TASK BRIEF: Copy out every record below with complete accuracy.

= = = = =

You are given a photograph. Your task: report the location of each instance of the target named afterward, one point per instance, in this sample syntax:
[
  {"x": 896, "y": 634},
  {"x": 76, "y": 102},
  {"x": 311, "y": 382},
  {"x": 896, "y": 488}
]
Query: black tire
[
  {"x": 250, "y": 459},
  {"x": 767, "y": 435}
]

= = = = =

ANSWER BELOW:
You are given a photograph. Your task: report the location of each instance of the target named afterward, one point per instance, in this sample syntax:
[
  {"x": 896, "y": 634},
  {"x": 76, "y": 102},
  {"x": 311, "y": 382},
  {"x": 896, "y": 488}
]
Query: black tire
[
  {"x": 250, "y": 459},
  {"x": 767, "y": 435}
]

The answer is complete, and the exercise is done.